• [TASK REQUIREMENTS] Copy all records exactly, excluding images.

----------

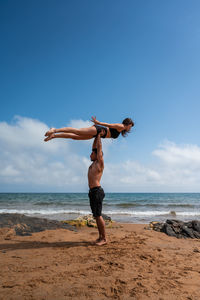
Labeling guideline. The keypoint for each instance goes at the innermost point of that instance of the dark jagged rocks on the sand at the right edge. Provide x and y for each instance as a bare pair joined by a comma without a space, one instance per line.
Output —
178,228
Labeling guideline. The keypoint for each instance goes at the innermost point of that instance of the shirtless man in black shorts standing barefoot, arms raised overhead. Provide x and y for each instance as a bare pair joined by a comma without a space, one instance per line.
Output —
96,193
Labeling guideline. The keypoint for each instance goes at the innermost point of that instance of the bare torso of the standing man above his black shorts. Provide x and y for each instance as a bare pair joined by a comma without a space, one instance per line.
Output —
95,172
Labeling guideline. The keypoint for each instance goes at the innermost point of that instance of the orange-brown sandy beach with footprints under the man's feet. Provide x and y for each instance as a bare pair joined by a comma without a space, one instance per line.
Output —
135,264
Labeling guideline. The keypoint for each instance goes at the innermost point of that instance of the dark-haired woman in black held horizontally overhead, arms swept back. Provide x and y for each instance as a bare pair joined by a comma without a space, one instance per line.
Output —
106,130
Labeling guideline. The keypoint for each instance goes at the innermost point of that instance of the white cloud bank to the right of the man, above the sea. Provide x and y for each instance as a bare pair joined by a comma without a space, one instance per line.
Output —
176,169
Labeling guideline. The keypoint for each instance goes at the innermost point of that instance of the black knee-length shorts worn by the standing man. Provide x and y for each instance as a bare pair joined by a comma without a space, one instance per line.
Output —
96,196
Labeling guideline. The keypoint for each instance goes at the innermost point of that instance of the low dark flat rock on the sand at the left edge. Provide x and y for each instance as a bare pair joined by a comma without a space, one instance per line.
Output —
24,225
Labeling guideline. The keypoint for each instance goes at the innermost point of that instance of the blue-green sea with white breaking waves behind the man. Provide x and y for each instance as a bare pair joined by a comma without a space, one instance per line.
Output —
139,208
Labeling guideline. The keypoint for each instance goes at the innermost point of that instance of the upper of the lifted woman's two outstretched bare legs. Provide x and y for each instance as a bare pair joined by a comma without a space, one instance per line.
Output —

----------

• [WRITTEN RESPONSE]
Labeling guideline. The keypoint for each instance goes at the innermost point of that instance of the dark jagged rocks on the sand at the right edge. Provide x and y for each instance as a bare pair joined by a comma without a space, one instance per line.
Output —
178,228
Labeling guideline. The keypoint for each instance goes at the innermost point of that instance of the shirtless man in black shorts standing barefoot, arms raised overhead. Provide x and y for each instance as a bare pair joined by a comma without a space, one instance per line.
Output —
96,193
Labeling guideline. The keypoint for each instance goes at the innermost point of that instance of the bare torso of the standing man above his black shorts. Provide x and y for each instance as a bare pair joined by a comma without a space, one instance per line.
Output —
95,172
Labeling guideline. The keypoint for each instance goes at the innermost point of that instance of the orange-brown sandy beach with footprints under the man's feet. Provide x and y for each instance as a bare pair joined by a comma without a space, one instance per line.
Output —
135,264
Labeling guideline. The keypoint for each instance goes at the innermost point of that instance of the dark-haired woman in black held horizontally overhead, arms swept back. Provide x and y for each instance as a bare pair joined by a comma without a space, one instance per line.
Output —
106,130
Labeling guideline. The keypoint for each instance goes at the innermost point of that instance of the white cloud bank to the right of the man, above the sea. Provide x and y for each instance as a bare pair joined by a comma without a space, one instance per line.
Output —
176,169
Labeling guideline. The keypoint for each instance goes at the innermost point of that instance of the black knee-length shorts worn by the standing man. Provide x and y for each instance as a bare pair joined by a comma without a space, one instance per line.
Output —
96,196
Labeling guideline. The keypoint for each instance goes at the innermost point of that instance of the low dark flat rock on the sand at the left edge. Provide x and y for each instance as a bare pair joined by a comma without a space, one instance per line.
Output —
24,225
Labeling guideline. The keypoint for each instance goes at the innermost point of that instance of the blue-green sea with white breaking waves behind the man. Provide x and y for each instance as a bare pair joined by a comma without a space, one instance per line.
Output —
139,208
Labeling guideline. The keypoint for each instance goes at the innermost point of that instance of the upper of the lifted woman's two outstretched bare legs. Provide x and y for each instance as a bare pair joined by a comma without a space, one instance per line.
Output —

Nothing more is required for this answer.